**Objective:** Write out the records below once more, exactly as they stand.

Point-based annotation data
————————

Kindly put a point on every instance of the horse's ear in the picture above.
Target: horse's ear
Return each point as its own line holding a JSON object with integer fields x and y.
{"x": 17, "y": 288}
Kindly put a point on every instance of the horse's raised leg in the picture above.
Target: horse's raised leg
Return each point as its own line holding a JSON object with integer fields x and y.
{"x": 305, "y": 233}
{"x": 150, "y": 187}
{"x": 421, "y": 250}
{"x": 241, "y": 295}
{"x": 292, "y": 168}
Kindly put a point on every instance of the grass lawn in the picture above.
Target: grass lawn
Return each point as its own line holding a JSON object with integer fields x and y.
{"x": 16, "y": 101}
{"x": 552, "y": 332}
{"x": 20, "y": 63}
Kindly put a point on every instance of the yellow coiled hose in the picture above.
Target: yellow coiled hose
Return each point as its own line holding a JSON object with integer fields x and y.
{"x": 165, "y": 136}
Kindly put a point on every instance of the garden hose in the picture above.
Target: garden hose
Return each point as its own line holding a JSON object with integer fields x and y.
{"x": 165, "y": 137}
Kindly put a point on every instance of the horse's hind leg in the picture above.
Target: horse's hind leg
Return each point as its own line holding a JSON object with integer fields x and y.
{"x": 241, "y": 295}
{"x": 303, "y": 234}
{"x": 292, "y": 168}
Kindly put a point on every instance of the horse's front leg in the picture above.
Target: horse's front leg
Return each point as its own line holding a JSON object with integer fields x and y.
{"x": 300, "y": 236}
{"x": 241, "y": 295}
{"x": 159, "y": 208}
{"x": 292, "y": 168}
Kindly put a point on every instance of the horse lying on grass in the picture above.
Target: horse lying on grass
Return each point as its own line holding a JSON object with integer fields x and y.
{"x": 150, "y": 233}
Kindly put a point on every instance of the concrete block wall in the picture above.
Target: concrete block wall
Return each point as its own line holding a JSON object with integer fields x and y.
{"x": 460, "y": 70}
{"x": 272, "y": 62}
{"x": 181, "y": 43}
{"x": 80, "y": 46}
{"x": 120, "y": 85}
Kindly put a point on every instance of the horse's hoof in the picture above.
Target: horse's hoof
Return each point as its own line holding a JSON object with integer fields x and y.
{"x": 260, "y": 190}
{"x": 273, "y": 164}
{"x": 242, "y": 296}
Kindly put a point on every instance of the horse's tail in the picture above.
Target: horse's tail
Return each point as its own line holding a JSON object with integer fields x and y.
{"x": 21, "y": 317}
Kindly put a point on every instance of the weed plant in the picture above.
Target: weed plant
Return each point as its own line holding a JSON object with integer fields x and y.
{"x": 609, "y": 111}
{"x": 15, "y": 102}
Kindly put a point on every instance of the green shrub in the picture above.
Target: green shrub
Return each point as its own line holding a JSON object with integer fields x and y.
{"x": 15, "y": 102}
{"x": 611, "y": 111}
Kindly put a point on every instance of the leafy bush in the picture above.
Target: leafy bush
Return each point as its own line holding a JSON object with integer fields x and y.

————————

**Output for this task:**
Kindly put a point on every instance of the horse's ear in the picture above.
Target: horse's ear
Return each point as its own line holding a JSON object with integer fields x and y.
{"x": 17, "y": 288}
Kindly put a point on every instance of the horse's raised leg in the picture above.
Target: horse's raised leg
Return each point as its own line holding a JSON object with integer fields x and y.
{"x": 305, "y": 233}
{"x": 150, "y": 187}
{"x": 421, "y": 250}
{"x": 241, "y": 295}
{"x": 292, "y": 168}
Kindly put a point on every instance of the grass lawn in the picture above.
Target: grass lawn
Return each point as its own line holding a JSON object with integer fields x and y.
{"x": 16, "y": 101}
{"x": 552, "y": 332}
{"x": 20, "y": 63}
Kindly put a point on every instance of the yellow coiled hose in the picture above.
Target: yellow coiled hose
Return each point as its own line holding a JSON object with integer fields x and y.
{"x": 165, "y": 136}
Kindly put a point on every instance of the garden hose in the picture above.
Target: garden hose
Return each point as its own line holding a JSON object with integer fields x and y.
{"x": 165, "y": 137}
Kindly put a point on every instance of the horse's hind leg in the picture above.
Target: horse's hind leg
Return each point as its own line holding a JSON object with integer fields x and y.
{"x": 241, "y": 295}
{"x": 303, "y": 234}
{"x": 292, "y": 168}
Kindly put a point on every instance of the horse's front leg in the picture above.
Target: horse's front leg
Return each point as its own line holding a JSON object with integer fields x and y.
{"x": 300, "y": 236}
{"x": 241, "y": 295}
{"x": 159, "y": 208}
{"x": 292, "y": 168}
Kindly put a point on every instance of the horse lying on grass in the picture above.
Target: horse lying on grass
Return each point as its own line holding a JSON object with integer fields x and y.
{"x": 150, "y": 233}
Kindly put a point on every instance of the concrete block wall in the picture above.
Target: concrete block wall
Return each point as its own line holding a JSON object with integer fields x and y.
{"x": 460, "y": 70}
{"x": 272, "y": 62}
{"x": 181, "y": 43}
{"x": 80, "y": 46}
{"x": 120, "y": 85}
Kindly put a point on every instance of the horse's hoof in the picture above.
Target: horse's hoof
Return each point as its own line holding a JSON object with integer fields x and y.
{"x": 260, "y": 190}
{"x": 273, "y": 164}
{"x": 242, "y": 296}
Kindly put a point on every instance of the horse's tail in the picture above.
Target: horse's tail
Return each point as its own line holding a JSON object with integer fields x and y.
{"x": 21, "y": 317}
Kindly put a point on every instance of the weed plant in the picture above.
Target: weed plant
Return each point as its own line holding a JSON object with integer fields x and y.
{"x": 609, "y": 111}
{"x": 15, "y": 102}
Kindly put a point on every instance of the green shrub in the picture above.
Target: green shrub
Return each point as its own line holding a JSON object with integer fields x and y.
{"x": 15, "y": 102}
{"x": 611, "y": 111}
Kindly put a point on every instance of the leafy bush in the picture above.
Target: leafy bush
Return each point as its own line holding a JSON object with integer fields x and y.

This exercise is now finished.